Challenge:
Please identify each line in the records below that contains the string "pointer", with case counting, and copy every such line in full.
/---
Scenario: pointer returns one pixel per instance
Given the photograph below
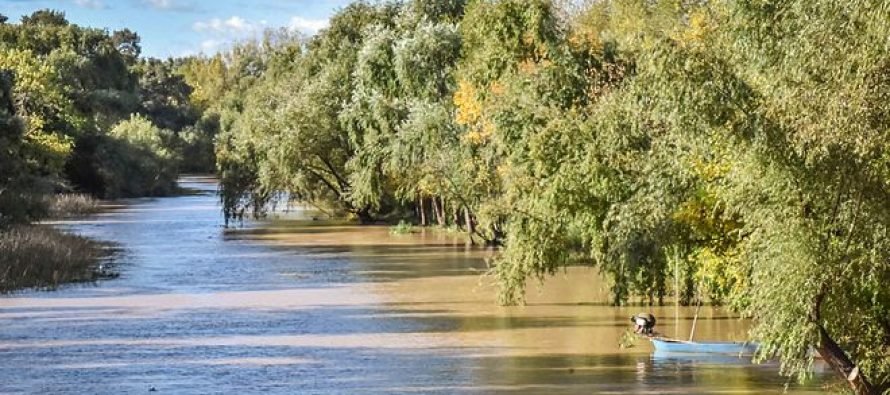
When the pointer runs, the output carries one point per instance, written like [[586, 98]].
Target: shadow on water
[[287, 306]]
\---
Written solution:
Scenario: pointer returns one pixel per instance
When the pointer runs, the output carries one point per instance, written like [[586, 98]].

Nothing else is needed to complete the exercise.